→ **Goal of the exercise**:
Pull out every line in the material below that contains the word "logo".

→ **Data lines**:
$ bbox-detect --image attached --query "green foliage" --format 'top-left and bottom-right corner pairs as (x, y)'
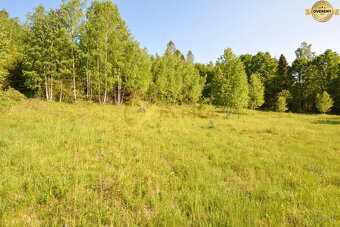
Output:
(249, 74), (264, 111)
(0, 100), (340, 226)
(0, 87), (26, 109)
(240, 52), (279, 109)
(276, 96), (288, 112)
(148, 41), (205, 104)
(315, 91), (334, 114)
(212, 48), (249, 114)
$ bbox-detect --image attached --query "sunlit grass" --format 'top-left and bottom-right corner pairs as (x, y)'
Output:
(0, 100), (340, 226)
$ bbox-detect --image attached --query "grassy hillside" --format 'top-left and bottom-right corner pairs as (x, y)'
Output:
(0, 100), (340, 226)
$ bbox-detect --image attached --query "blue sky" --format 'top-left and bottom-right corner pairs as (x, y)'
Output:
(0, 0), (340, 63)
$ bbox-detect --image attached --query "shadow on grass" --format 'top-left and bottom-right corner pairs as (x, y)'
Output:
(313, 118), (340, 125)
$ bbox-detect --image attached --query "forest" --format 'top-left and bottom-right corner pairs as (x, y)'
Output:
(0, 0), (340, 115)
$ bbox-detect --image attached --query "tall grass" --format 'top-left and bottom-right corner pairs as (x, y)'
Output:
(0, 100), (340, 226)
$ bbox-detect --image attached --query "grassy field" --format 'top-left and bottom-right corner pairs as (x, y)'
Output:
(0, 100), (340, 226)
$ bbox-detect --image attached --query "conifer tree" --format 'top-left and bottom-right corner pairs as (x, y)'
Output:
(249, 74), (264, 114)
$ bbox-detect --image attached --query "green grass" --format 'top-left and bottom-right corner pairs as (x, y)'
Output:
(0, 100), (340, 226)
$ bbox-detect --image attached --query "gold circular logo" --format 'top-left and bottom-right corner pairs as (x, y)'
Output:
(312, 1), (333, 23)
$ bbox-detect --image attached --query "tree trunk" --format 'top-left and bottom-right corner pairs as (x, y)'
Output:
(132, 91), (136, 106)
(50, 75), (53, 102)
(117, 68), (122, 105)
(72, 54), (77, 102)
(97, 56), (102, 105)
(45, 74), (49, 101)
(86, 61), (90, 101)
(59, 80), (63, 103)
(120, 85), (126, 104)
(103, 32), (108, 104)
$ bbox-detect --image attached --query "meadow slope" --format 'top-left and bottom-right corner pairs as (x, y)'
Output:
(0, 100), (340, 226)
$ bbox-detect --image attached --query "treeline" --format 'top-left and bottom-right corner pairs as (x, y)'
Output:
(0, 0), (340, 114)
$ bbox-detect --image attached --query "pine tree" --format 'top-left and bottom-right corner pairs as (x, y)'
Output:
(276, 96), (288, 112)
(316, 91), (334, 114)
(61, 0), (86, 102)
(212, 48), (249, 117)
(249, 74), (264, 114)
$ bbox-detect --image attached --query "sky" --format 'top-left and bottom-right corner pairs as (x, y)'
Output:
(0, 0), (340, 63)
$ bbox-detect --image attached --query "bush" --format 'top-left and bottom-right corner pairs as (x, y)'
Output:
(315, 91), (334, 114)
(0, 87), (26, 109)
(276, 96), (288, 112)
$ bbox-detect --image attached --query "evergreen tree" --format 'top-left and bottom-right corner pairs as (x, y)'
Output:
(249, 74), (264, 114)
(212, 48), (249, 117)
(316, 91), (334, 114)
(276, 96), (288, 112)
(61, 0), (86, 102)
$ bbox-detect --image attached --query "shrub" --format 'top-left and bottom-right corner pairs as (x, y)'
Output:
(0, 87), (26, 109)
(316, 91), (334, 114)
(276, 96), (288, 112)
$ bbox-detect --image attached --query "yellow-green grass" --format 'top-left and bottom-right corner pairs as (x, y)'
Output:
(0, 100), (340, 226)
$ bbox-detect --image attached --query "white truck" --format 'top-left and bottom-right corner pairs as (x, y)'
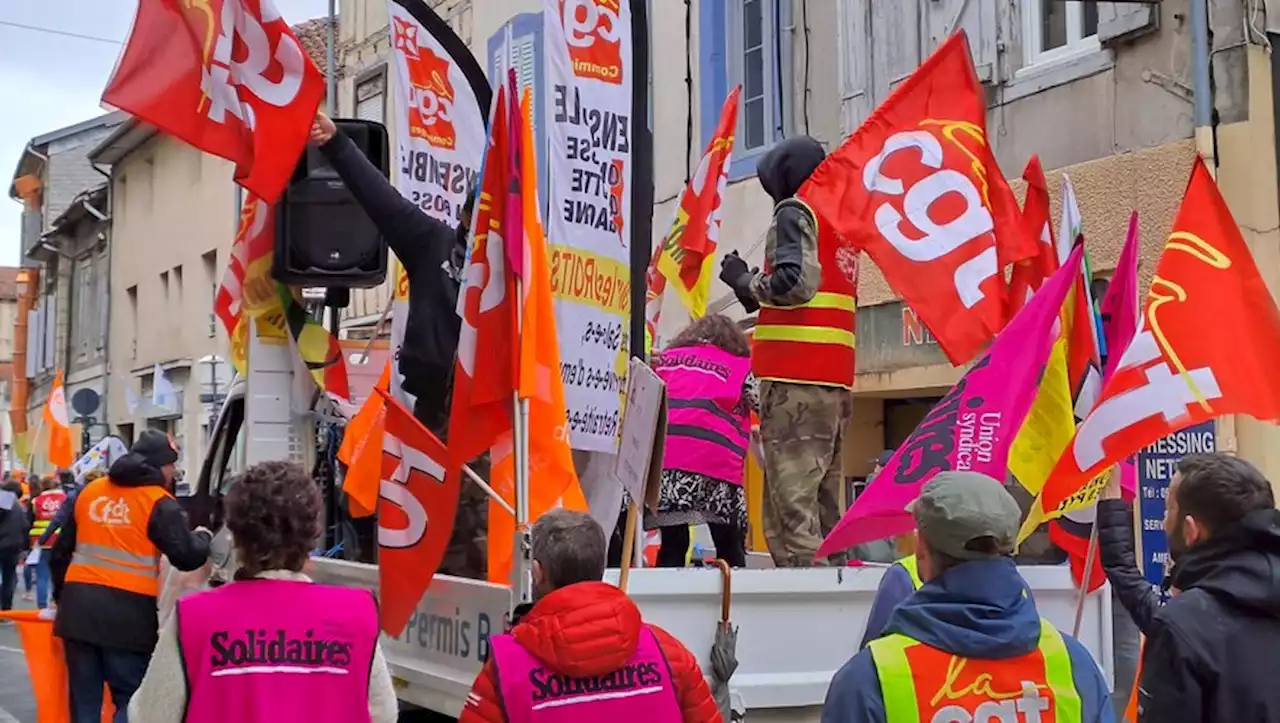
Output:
(188, 323), (1112, 722)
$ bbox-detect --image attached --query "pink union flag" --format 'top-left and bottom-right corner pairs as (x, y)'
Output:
(818, 244), (1084, 557)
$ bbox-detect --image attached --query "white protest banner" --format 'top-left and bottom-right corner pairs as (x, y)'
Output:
(387, 0), (489, 409)
(543, 0), (635, 453)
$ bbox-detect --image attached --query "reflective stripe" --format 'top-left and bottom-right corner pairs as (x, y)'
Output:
(755, 324), (854, 348)
(868, 635), (920, 723)
(760, 292), (858, 311)
(893, 555), (924, 590)
(72, 552), (160, 580)
(1041, 618), (1083, 723)
(868, 618), (1083, 723)
(76, 543), (160, 572)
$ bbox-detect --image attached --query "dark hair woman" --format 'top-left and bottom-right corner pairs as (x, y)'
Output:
(129, 462), (397, 723)
(645, 314), (758, 567)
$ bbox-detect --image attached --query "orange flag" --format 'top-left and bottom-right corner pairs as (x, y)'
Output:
(374, 389), (461, 636)
(338, 362), (392, 517)
(488, 90), (586, 584)
(0, 610), (115, 723)
(1023, 159), (1280, 529)
(45, 371), (76, 467)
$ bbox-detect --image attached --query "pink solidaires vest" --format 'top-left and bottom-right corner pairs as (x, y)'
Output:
(653, 344), (751, 485)
(175, 580), (378, 723)
(489, 627), (684, 723)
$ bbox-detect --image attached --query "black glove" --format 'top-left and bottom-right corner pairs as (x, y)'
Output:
(721, 251), (760, 314)
(721, 251), (751, 290)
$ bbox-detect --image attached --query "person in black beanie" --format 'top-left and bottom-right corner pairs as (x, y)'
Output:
(50, 430), (212, 723)
(311, 113), (489, 580)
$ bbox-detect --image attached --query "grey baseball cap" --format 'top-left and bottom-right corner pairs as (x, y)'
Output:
(911, 472), (1021, 560)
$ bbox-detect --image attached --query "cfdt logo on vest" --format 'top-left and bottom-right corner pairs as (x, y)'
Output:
(561, 0), (623, 86)
(88, 497), (131, 526)
(393, 18), (458, 150)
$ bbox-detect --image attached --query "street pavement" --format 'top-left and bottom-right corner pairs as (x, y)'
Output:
(0, 571), (36, 723)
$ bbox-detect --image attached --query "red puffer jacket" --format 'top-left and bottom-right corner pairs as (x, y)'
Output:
(458, 582), (722, 723)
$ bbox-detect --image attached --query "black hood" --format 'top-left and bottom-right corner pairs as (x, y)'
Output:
(1171, 509), (1280, 616)
(106, 452), (164, 488)
(755, 136), (827, 203)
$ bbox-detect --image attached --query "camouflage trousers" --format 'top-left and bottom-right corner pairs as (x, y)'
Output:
(760, 380), (854, 567)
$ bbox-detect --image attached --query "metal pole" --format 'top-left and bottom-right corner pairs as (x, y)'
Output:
(324, 0), (338, 118)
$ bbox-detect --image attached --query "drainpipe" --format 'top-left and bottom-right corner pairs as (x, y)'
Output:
(92, 163), (113, 434)
(1187, 0), (1217, 168)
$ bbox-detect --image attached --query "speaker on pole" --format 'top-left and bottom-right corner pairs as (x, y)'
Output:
(271, 119), (390, 288)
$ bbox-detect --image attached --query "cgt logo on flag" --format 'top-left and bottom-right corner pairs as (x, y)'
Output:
(183, 0), (306, 129)
(392, 18), (458, 151)
(561, 0), (623, 86)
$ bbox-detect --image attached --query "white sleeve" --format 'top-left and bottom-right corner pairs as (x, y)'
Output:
(129, 617), (187, 723)
(368, 644), (399, 723)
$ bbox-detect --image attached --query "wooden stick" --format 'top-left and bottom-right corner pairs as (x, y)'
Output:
(1071, 517), (1098, 637)
(618, 500), (640, 592)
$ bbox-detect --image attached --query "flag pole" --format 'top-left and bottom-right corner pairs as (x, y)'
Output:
(1071, 467), (1120, 637)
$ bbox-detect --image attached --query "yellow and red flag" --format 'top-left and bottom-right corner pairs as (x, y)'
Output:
(650, 86), (742, 319)
(1021, 159), (1280, 537)
(374, 388), (461, 636)
(222, 193), (351, 399)
(45, 371), (76, 468)
(338, 362), (392, 517)
(799, 31), (1023, 365)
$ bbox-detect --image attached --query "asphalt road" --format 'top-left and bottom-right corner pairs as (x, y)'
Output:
(0, 586), (36, 723)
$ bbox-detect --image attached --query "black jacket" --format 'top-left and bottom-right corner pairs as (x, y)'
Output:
(1138, 509), (1280, 723)
(1098, 499), (1160, 635)
(320, 131), (466, 429)
(50, 454), (210, 653)
(0, 502), (31, 555)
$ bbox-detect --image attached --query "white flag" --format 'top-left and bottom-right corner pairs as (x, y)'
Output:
(151, 362), (178, 412)
(124, 383), (142, 417)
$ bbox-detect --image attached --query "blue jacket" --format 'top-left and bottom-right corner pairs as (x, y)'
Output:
(822, 558), (1115, 723)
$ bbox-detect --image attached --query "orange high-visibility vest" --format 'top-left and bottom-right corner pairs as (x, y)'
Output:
(67, 477), (170, 596)
(868, 621), (1083, 723)
(751, 198), (858, 389)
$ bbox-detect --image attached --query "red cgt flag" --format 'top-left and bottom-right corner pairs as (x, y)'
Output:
(1009, 156), (1057, 319)
(376, 388), (461, 636)
(102, 0), (325, 203)
(1023, 159), (1280, 536)
(800, 31), (1023, 365)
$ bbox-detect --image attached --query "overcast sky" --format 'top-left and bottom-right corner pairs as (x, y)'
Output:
(0, 0), (329, 266)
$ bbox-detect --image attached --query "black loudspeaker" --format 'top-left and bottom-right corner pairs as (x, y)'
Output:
(279, 119), (390, 289)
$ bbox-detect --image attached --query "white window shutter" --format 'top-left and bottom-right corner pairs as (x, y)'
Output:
(1098, 3), (1160, 44)
(923, 0), (993, 83)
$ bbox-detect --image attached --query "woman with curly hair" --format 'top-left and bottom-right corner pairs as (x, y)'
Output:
(645, 314), (758, 567)
(129, 462), (397, 723)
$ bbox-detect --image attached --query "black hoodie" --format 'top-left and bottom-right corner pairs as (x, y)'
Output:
(320, 131), (467, 434)
(750, 136), (826, 306)
(50, 453), (210, 653)
(1138, 509), (1280, 723)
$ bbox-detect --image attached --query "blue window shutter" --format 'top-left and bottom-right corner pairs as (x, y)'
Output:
(486, 12), (547, 202)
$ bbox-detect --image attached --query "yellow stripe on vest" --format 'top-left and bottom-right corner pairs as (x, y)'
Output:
(868, 619), (1083, 723)
(760, 292), (858, 311)
(754, 324), (854, 347)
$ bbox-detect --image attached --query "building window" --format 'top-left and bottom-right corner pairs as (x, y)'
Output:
(1023, 0), (1101, 65)
(356, 69), (387, 123)
(698, 0), (791, 180)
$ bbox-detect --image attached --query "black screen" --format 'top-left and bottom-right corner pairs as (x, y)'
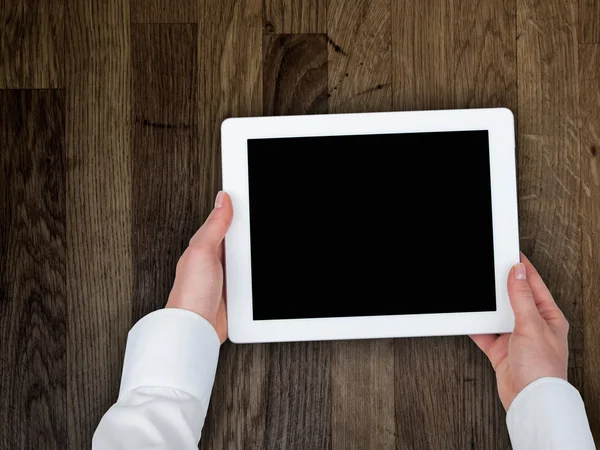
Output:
(248, 130), (496, 320)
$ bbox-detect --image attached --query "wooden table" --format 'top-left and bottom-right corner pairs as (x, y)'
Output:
(0, 0), (600, 449)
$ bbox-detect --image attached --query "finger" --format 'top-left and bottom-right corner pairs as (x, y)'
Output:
(521, 253), (563, 321)
(507, 263), (540, 322)
(469, 334), (509, 370)
(469, 334), (500, 358)
(190, 191), (233, 252)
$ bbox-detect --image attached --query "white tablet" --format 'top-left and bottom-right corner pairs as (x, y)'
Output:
(221, 108), (519, 342)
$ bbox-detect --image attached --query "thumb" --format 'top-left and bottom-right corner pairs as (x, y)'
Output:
(507, 263), (540, 321)
(189, 191), (233, 252)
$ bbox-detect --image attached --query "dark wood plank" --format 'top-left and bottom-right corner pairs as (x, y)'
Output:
(448, 0), (517, 449)
(325, 339), (396, 449)
(392, 0), (454, 111)
(578, 0), (600, 44)
(0, 91), (67, 449)
(579, 44), (600, 442)
(263, 29), (332, 449)
(517, 0), (583, 389)
(131, 24), (201, 321)
(131, 0), (198, 23)
(263, 34), (327, 116)
(327, 0), (396, 449)
(327, 0), (392, 113)
(198, 0), (268, 450)
(392, 0), (517, 449)
(65, 0), (132, 449)
(263, 0), (327, 34)
(265, 342), (332, 450)
(0, 0), (64, 89)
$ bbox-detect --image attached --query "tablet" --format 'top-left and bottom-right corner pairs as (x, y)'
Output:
(221, 108), (519, 343)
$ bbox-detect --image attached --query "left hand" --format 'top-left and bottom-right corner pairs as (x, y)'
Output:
(166, 192), (233, 343)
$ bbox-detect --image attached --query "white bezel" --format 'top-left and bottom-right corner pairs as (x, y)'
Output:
(221, 108), (519, 343)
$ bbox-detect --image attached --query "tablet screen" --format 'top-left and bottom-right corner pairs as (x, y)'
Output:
(248, 130), (496, 320)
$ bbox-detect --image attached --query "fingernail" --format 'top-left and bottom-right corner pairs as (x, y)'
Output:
(215, 191), (224, 209)
(515, 263), (527, 280)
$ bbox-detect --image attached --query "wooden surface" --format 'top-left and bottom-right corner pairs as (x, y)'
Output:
(0, 0), (600, 449)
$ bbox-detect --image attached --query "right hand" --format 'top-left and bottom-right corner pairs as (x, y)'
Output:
(471, 254), (569, 411)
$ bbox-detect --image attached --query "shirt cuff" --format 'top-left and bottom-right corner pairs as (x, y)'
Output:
(506, 377), (596, 450)
(119, 308), (221, 407)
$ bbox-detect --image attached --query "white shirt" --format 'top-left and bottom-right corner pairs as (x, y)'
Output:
(92, 309), (595, 450)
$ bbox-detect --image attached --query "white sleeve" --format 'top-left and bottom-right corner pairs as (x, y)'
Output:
(92, 308), (220, 450)
(506, 377), (596, 450)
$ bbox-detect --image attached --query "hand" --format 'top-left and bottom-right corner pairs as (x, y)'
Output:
(471, 253), (569, 411)
(166, 192), (233, 343)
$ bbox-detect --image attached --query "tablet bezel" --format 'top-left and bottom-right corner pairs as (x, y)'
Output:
(221, 108), (519, 343)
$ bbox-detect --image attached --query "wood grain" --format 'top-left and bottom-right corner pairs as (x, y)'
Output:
(131, 24), (201, 321)
(0, 0), (600, 444)
(578, 0), (600, 44)
(327, 0), (396, 449)
(0, 91), (67, 449)
(448, 0), (517, 449)
(331, 339), (394, 449)
(517, 0), (583, 389)
(131, 0), (199, 23)
(579, 44), (600, 442)
(263, 27), (332, 449)
(65, 0), (132, 449)
(263, 34), (327, 116)
(263, 0), (327, 34)
(198, 0), (268, 450)
(265, 342), (332, 449)
(392, 0), (517, 449)
(392, 0), (454, 111)
(0, 0), (65, 89)
(327, 0), (392, 113)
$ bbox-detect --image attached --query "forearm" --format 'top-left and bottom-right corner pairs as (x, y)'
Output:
(93, 309), (220, 450)
(506, 378), (596, 450)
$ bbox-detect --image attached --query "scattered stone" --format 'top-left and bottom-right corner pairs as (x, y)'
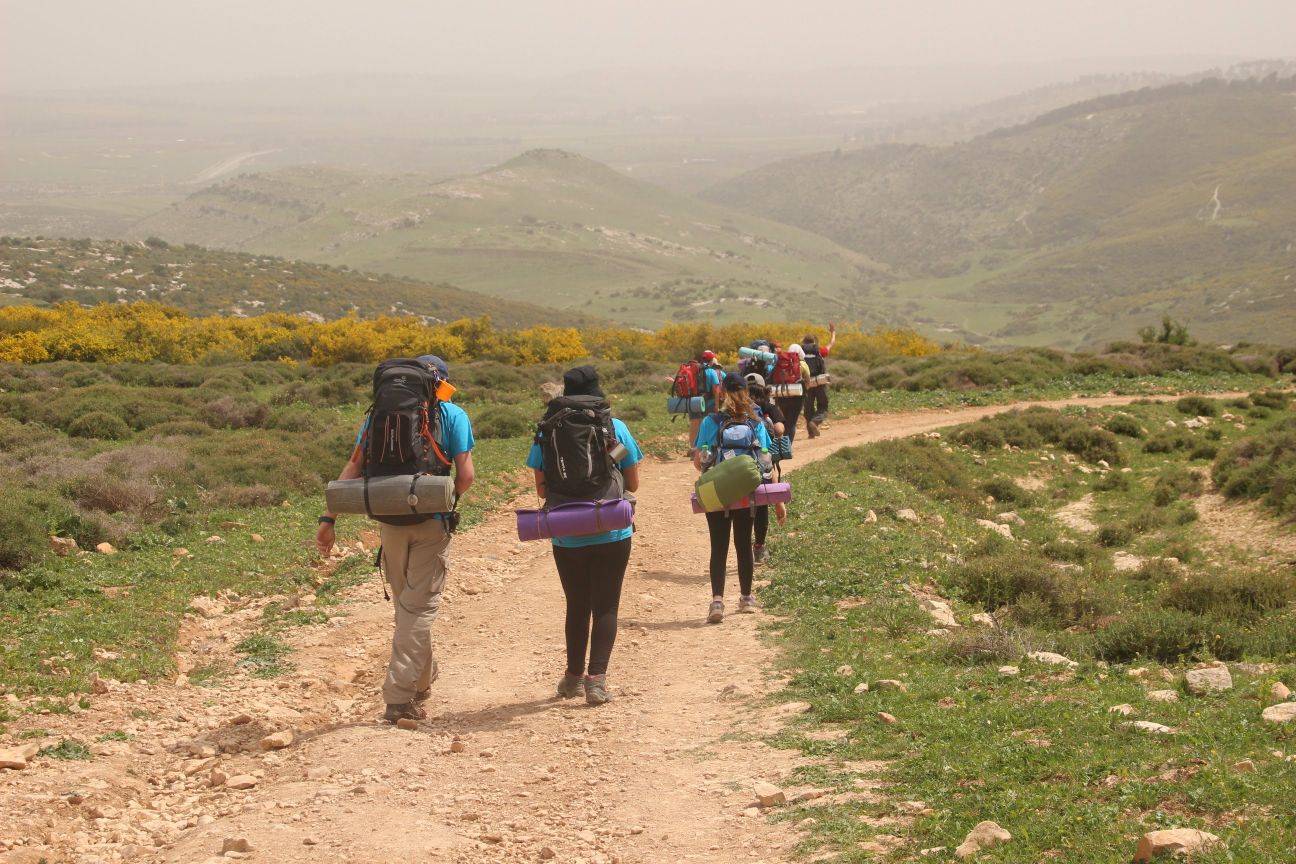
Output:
(752, 781), (788, 807)
(1185, 666), (1232, 696)
(976, 519), (1016, 540)
(1121, 720), (1174, 734)
(49, 538), (76, 557)
(954, 821), (1012, 858)
(1260, 702), (1296, 723)
(1026, 652), (1080, 668)
(1134, 828), (1220, 861)
(260, 729), (294, 750)
(918, 597), (960, 627)
(220, 837), (251, 855)
(0, 744), (40, 771)
(189, 595), (220, 618)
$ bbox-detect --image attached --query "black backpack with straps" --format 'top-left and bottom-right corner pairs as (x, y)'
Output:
(364, 358), (451, 525)
(535, 396), (626, 506)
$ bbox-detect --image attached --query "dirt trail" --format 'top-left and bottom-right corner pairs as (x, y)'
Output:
(0, 398), (1244, 864)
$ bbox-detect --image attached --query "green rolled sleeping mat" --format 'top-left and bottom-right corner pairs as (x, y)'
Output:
(693, 456), (761, 513)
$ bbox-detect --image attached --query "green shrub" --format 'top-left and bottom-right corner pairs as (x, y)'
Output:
(1094, 609), (1244, 663)
(1174, 396), (1220, 417)
(1104, 415), (1147, 438)
(1152, 465), (1205, 506)
(198, 396), (270, 429)
(67, 411), (131, 440)
(1161, 570), (1296, 620)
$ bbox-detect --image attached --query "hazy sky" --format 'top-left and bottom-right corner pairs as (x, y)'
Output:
(0, 0), (1296, 89)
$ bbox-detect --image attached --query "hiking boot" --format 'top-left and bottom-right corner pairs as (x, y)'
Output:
(382, 702), (428, 723)
(559, 672), (584, 699)
(413, 661), (441, 702)
(584, 675), (612, 705)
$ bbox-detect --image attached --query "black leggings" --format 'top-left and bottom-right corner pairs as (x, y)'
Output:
(553, 538), (630, 675)
(806, 383), (828, 424)
(706, 508), (756, 597)
(774, 396), (806, 440)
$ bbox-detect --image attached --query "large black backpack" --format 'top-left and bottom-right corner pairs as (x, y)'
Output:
(364, 358), (451, 525)
(535, 396), (626, 506)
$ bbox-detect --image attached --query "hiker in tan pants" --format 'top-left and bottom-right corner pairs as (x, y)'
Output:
(315, 355), (474, 723)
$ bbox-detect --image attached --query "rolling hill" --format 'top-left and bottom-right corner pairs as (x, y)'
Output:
(706, 75), (1296, 347)
(0, 237), (596, 328)
(132, 150), (885, 326)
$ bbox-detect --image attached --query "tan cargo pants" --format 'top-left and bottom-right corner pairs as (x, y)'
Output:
(382, 519), (450, 705)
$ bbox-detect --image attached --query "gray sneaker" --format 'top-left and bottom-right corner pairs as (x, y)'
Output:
(584, 675), (612, 705)
(559, 672), (584, 699)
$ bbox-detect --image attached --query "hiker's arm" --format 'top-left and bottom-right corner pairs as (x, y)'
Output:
(315, 447), (364, 556)
(455, 451), (477, 495)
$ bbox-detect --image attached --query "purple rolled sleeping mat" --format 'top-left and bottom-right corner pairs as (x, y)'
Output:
(517, 497), (635, 540)
(692, 483), (792, 513)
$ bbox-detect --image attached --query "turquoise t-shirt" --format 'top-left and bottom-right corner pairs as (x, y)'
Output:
(693, 415), (774, 449)
(526, 417), (644, 549)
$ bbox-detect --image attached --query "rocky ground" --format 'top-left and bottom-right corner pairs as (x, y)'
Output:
(0, 399), (1254, 864)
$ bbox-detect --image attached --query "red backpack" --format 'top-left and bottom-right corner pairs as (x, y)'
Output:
(671, 360), (706, 399)
(770, 351), (801, 383)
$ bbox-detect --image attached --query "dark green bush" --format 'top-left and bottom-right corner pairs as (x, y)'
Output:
(1161, 570), (1296, 620)
(67, 411), (131, 440)
(1104, 415), (1147, 438)
(1094, 609), (1244, 663)
(198, 396), (270, 429)
(1174, 396), (1220, 417)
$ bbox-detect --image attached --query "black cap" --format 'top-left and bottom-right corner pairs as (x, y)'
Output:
(562, 367), (607, 399)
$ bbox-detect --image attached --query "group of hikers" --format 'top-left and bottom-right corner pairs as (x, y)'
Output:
(315, 325), (836, 723)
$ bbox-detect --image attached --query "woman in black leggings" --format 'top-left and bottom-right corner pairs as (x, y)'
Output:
(693, 372), (771, 624)
(526, 367), (643, 705)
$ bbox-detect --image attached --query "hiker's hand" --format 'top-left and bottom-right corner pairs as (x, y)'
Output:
(315, 522), (337, 558)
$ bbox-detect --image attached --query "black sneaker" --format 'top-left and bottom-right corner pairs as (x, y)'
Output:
(382, 702), (428, 723)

→ **Correct result**:
$ bbox-detect --image attached --query "gold circular logo" --format 'top-left and bottom-right corner pairs as (x, y)'
$ bbox-detect --image attached --query "cfdt logo on vest" --format 'top-left and bottom-right corner pairs as (x, y)'
$ bbox-detect --image attached --query "cgt logo on flag" --format 'top-left and bottom-right corner pairs as (x, y)'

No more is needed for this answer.